### SET TASK
Rewrite these lines with "orange feather" replaced by "blue feather" wherever it occurs, changing nothing else, and leave the pictures out.

### DATA SUPPLIED
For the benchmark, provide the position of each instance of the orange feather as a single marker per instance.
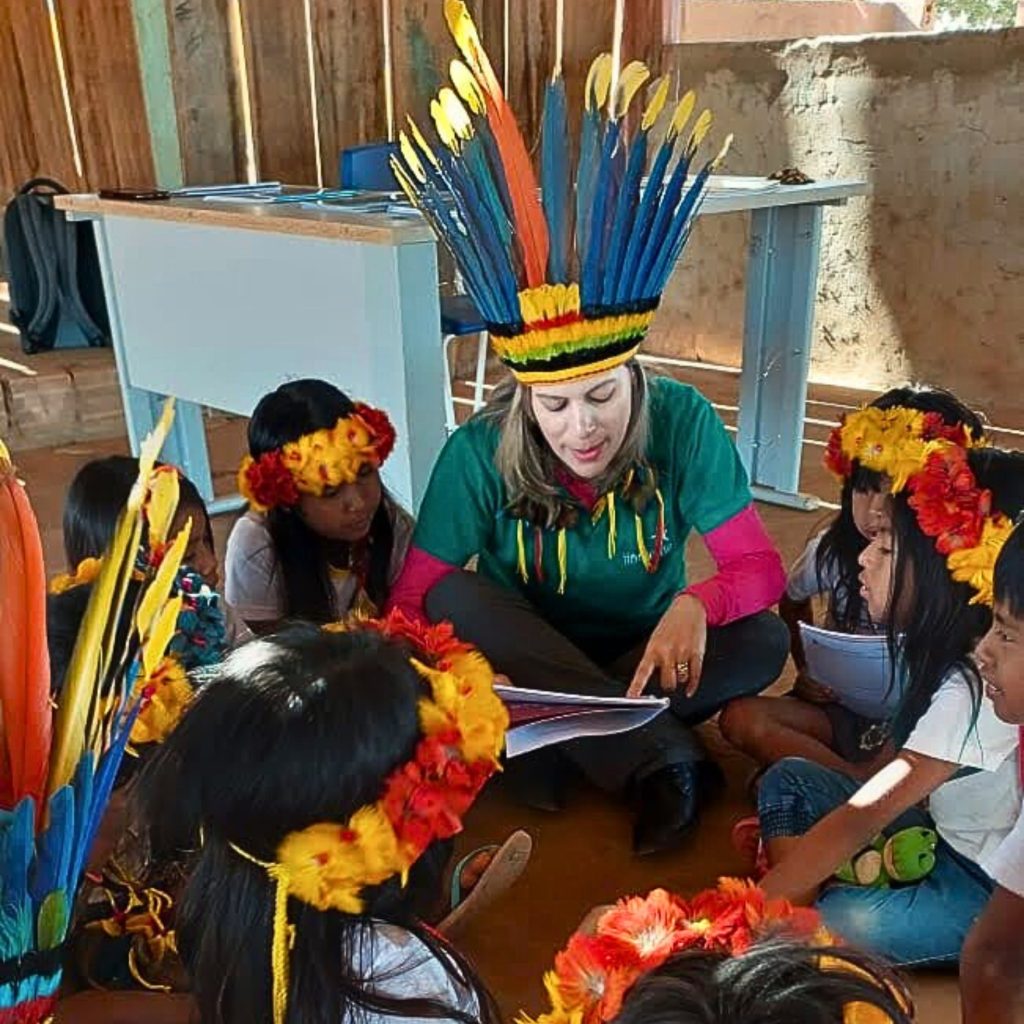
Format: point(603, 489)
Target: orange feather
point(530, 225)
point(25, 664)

### EXERCISE OUTPUT
For the benchmark, provide the position of each instance of the blue feather as a single marker per instance.
Format: point(603, 489)
Target: blue feather
point(530, 225)
point(25, 664)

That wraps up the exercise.